### GIVEN INSTRUCTION
Copy out every one of the entries below, substituting "central point" for each occurrence of "innermost point" and keeping all other text identical.

-- Start of ENTRIES --

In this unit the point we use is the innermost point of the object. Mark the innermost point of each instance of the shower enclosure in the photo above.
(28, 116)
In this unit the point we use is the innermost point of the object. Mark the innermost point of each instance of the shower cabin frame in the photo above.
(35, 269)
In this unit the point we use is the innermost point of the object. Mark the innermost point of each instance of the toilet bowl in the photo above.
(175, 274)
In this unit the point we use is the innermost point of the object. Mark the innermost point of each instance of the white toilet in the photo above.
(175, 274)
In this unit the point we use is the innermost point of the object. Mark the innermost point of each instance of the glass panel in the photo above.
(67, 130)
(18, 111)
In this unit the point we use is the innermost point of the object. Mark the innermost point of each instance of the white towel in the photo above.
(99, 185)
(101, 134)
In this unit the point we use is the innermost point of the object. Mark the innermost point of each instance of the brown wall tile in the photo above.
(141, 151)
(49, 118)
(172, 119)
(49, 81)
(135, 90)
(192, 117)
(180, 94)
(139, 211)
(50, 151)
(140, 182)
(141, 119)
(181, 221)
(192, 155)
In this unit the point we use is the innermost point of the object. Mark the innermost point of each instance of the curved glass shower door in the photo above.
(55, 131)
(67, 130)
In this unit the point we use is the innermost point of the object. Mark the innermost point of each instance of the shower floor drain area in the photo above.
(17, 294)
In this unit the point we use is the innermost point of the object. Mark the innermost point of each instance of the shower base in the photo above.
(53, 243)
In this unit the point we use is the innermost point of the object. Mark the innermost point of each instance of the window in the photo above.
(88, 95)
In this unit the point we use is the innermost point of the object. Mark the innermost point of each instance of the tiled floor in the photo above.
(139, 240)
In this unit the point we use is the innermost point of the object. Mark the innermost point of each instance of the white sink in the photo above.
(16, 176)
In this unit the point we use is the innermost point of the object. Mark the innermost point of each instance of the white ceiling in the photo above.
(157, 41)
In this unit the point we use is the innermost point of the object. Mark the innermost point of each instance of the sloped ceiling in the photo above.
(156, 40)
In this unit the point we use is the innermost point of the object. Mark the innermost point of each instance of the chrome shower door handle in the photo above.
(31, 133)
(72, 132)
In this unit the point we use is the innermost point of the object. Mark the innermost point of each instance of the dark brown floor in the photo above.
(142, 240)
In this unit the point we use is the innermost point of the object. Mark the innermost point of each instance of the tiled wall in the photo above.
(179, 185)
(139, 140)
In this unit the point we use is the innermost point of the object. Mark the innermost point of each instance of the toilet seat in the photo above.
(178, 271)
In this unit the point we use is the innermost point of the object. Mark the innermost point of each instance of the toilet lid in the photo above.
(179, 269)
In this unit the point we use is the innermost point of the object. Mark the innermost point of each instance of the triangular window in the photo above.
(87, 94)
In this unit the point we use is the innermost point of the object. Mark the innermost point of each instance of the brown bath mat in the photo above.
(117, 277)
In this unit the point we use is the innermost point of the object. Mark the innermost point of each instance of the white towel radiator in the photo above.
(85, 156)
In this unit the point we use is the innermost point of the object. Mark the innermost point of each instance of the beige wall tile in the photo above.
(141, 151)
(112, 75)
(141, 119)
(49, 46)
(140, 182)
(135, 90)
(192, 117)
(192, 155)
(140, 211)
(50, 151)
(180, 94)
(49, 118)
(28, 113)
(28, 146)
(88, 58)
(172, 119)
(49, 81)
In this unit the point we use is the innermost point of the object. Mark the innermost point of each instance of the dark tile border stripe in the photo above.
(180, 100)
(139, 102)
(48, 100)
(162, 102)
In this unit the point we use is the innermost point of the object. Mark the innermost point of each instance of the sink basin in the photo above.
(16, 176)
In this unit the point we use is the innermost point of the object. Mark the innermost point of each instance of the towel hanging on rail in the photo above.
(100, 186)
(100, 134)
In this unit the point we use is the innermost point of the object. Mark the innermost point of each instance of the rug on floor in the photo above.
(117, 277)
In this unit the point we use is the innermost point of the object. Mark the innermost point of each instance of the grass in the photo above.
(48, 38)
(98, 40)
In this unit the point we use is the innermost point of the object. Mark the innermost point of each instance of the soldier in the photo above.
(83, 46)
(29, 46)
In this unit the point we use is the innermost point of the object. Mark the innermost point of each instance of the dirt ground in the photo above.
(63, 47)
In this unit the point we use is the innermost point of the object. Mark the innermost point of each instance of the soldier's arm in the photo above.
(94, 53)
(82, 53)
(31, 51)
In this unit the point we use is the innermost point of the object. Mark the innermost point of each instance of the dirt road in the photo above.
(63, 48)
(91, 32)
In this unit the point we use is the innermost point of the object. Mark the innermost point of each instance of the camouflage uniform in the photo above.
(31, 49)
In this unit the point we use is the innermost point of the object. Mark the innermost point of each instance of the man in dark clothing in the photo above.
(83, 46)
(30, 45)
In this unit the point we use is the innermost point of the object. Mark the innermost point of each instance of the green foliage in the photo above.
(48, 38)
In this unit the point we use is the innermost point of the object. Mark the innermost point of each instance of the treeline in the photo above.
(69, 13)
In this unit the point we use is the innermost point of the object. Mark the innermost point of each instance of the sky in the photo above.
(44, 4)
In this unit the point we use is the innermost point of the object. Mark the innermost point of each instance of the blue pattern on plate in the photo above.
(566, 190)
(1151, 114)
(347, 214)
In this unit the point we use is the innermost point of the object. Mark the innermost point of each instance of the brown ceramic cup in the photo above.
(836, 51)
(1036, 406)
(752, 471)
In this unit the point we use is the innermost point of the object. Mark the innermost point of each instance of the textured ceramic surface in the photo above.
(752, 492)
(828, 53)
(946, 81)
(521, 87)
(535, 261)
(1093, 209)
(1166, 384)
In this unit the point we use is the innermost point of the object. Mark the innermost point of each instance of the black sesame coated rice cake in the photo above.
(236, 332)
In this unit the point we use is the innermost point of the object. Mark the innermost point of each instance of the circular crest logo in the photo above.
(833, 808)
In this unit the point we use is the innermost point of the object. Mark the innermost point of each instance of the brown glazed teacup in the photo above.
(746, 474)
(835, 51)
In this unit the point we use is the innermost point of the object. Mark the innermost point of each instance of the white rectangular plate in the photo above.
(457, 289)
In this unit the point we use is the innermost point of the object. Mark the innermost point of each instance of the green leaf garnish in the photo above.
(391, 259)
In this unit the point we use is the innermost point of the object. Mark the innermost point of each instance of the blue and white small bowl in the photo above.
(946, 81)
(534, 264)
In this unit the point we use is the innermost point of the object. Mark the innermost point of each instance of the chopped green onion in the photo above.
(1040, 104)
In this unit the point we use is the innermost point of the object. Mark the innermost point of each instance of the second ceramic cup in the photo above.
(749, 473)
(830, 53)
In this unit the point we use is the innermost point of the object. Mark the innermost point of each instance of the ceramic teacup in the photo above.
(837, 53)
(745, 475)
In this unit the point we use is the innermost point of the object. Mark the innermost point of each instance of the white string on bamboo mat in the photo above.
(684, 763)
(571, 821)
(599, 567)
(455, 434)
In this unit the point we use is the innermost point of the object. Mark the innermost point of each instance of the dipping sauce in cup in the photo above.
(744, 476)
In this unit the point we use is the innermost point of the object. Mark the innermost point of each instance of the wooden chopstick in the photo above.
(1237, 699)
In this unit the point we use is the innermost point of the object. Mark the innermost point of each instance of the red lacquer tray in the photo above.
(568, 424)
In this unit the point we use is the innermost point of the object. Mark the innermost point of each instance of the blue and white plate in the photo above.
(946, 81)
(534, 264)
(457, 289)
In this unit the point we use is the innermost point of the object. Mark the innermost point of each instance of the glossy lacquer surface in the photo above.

-- End of ENTRIES --

### REPLY TO THE TASK
In this unit the point we use is the central point of the object. Mark the central point of each instance of the shower enclosure in the photo above.
(28, 116)
In this unit the point we use is the central point of the object. Mark the central point of each instance of the shower cabin frame in the photo above.
(35, 269)
In this unit the point we use is the central point of the object. Mark the central point of each instance of the toilet bowl in the photo above.
(175, 274)
In this unit the point we use is the central point of the object. Mark the central point of each instance of the white toilet in the photo above.
(175, 274)
In this unit the point we use is the central point of the object. Mark the central point of each instance of the glass panel in the photo above.
(67, 130)
(18, 111)
In this unit the point we use is the central point of the object. Mark the central point of each instance of the white towel in the photo above.
(99, 185)
(101, 134)
In this unit the point we use is the central point of the object. Mark the central point of each instance of the brown wall tile in the photo above.
(141, 151)
(49, 118)
(172, 119)
(49, 81)
(135, 90)
(192, 117)
(180, 94)
(139, 211)
(50, 151)
(140, 182)
(141, 119)
(181, 221)
(192, 155)
In this unit the point we use is the central point of the object. Mark the central point of each instance of the curved glass shower door in the photo above.
(55, 131)
(67, 130)
In this unit the point we use is the central point of the object. Mark the central point of each instance of the shower floor drain area in the photo above.
(17, 294)
In this unit the point we use is the central point of the object. Mark the central point of each instance of the shower base in the photo above.
(53, 243)
In this unit the point we use is the central point of the object. Mark the central point of each instance of the window in the photo above.
(88, 95)
In this unit the point we use is the central point of the object. Mark the central point of each instance of the tiled floor in the photo above.
(139, 240)
In this unit the point we use is the central point of the object. Mark the central point of each instance of the white sink in the photo above.
(16, 176)
In this unit the point we use is the central point of the object. Mark the central point of each instance of the white ceiling in the photo above.
(157, 41)
In this unit the point we use is the central point of the object. Mark the central point of each instance of the sloped ceiling in the photo above.
(156, 40)
In this unit the point we use is the central point of the object. Mark the central point of each instance of the chrome shower door handle in the photo above.
(31, 133)
(72, 132)
In this unit the point we use is the central point of the object. Mark the central point of each instance of the dark brown floor in the photo above.
(142, 240)
In this unit the point we use is the central point of the object. Mark the central point of each instance of the tiled wall in the photo above.
(179, 185)
(139, 140)
In this unit the point we use is the central point of the object. Mark the central point of each instance of the toilet seat in the photo above.
(178, 271)
In this unit the point we use is the central point of the object. Mark the central point of each instance of the toilet lid in the photo above.
(179, 269)
In this unit the point we use is the central point of the object. Mark the central point of each instance of the triangular window in the photo above.
(87, 94)
In this unit the point we use is the central point of the object. Mark the central point of each instance of the brown bath mat in the photo above.
(117, 277)
In this unit the point we use is the central point of the object. Mark the central point of each instance of the white towel radiator in the photo above.
(85, 156)
In this unit the point we use is the central point of the object. Mark the central point of each instance of the beige wall tile in the photo above.
(141, 151)
(112, 75)
(141, 119)
(49, 46)
(140, 182)
(135, 90)
(192, 117)
(192, 155)
(140, 211)
(50, 151)
(180, 94)
(49, 118)
(28, 113)
(28, 146)
(88, 58)
(172, 119)
(49, 81)
In this unit the point we use is the central point of the object. Mark the central point of each instance of the dark tile border stripe in the photo above.
(180, 100)
(139, 102)
(48, 100)
(162, 102)
In this unit the point we use is the central point of the object. Mark the central point of each instance of the sink basin in the photo above.
(16, 176)
In this unit the point we use is the central point of the object. Mark the central point of each instance of the towel hanging on rail in the photo above.
(100, 186)
(100, 134)
In this unit the point we use is the central point of the object. Mark the central point of each instance of the rug on floor in the photo above.
(117, 277)
In this unit the point we use is the central point of the object. Mark the central point of each instance of the grass in the photo above.
(48, 38)
(98, 40)
In this unit the point we use is the central point of the object. Mark the central point of each instance of the soldier in the photo above.
(83, 46)
(29, 46)
In this unit the point we use is the central point of the object. Mark the central point of each instance of the dirt ground in the photo above.
(63, 47)
In this unit the point we use is the central point of the object. Mark the central point of each instance of the soldier's arm in the photo above.
(94, 53)
(82, 53)
(31, 51)
In this unit the point we use is the central point of the object. Mark the central point of each instance of the dirt road in the photo above.
(63, 48)
(91, 32)
In this unit the point we use is the central point of the object. Mark the central point of each instance of the camouflage uniform in the photo above.
(31, 49)
In this unit the point we use is the central point of the object. Mark the central point of each instance of the man in dark clothing in the photo above.
(83, 46)
(30, 45)
In this unit the point we use is the central point of the object. Mark the central point of each instance of the green foliage in the photo above.
(48, 38)
In this unit the point we use is the central point of the object. Mark the central point of each instance of the treeline in the photo above.
(69, 13)
In this unit the point we use is the central point of the object. Mark the central point of each instance of the sky in the photo above.
(44, 4)
In this unit the point we use is the central point of the object. Mark the central point of each instance of the blue pattern on plate in the photo above.
(566, 190)
(1151, 114)
(347, 214)
In this unit the point we use is the central point of the object. Mark the central point of each instance of the brown ceramic cup in the photo above.
(836, 51)
(1036, 406)
(752, 471)
In this unit the point we use is the central point of the object. Mark the central point of each instance of the textured ceramic surface in the photo above.
(752, 492)
(828, 53)
(946, 81)
(521, 87)
(535, 261)
(1093, 209)
(1166, 384)
In this unit the point we use is the central point of the object. Mark the central point of each instance of the black sesame coated rice cake in the photo above.
(236, 332)
In this unit the point we use is the central point of the object. Mark the central point of each instance of the circular crest logo in the photo above.
(833, 808)
In this unit the point we use is the central point of the object. Mark the central point of each instance of the brown glazed teacup in the photo above.
(746, 474)
(835, 51)
In this unit the point we use is the central point of the object. Mark the central point of each instance of the white rectangular plate in the photo above.
(457, 289)
In this unit the point we use is the central point of the object. Mark the central point of each instance of the green leaf garnish in the photo above.
(391, 259)
In this unit the point we use is the central point of the object. Mark the central point of each instance of the blue and white small bowl in the photo above.
(946, 81)
(534, 264)
In this unit the point we use is the central point of the object. Mark the central point of each instance of the chopped green onion in the photo above.
(1040, 104)
In this unit the point we use is the central point of the object. Mark the central point of each instance of the second ceramic cup in the photo above.
(749, 473)
(830, 53)
In this unit the point we use is the central point of the object. Mark the central point of each instance of the ceramic teacup in the photo above.
(837, 53)
(745, 475)
In this unit the point we use is the central point of the object. Mark the central point of each instance of the white string on bamboo mat in the photo above.
(684, 763)
(571, 821)
(599, 567)
(455, 434)
In this unit the point we use is the central point of the object. Mark the central point of each instance of the dipping sauce in cup in the photo above.
(744, 476)
In this unit the point we use is the central point of the object. Mark the central point of each instance of the wooden chopstick in the photo above.
(1237, 699)
In this unit the point we use is the central point of the object. Mark the central point of each instance of the red lacquer tray in the photo above.
(568, 424)
In this unit the point we use is the central point of the object. Mark the central point of each instance of the blue and white plate in the photo above.
(946, 81)
(534, 264)
(457, 289)
In this unit the point we use is the central point of the object. Mark the central point of each instance of the glossy lacquer surface in the photo above.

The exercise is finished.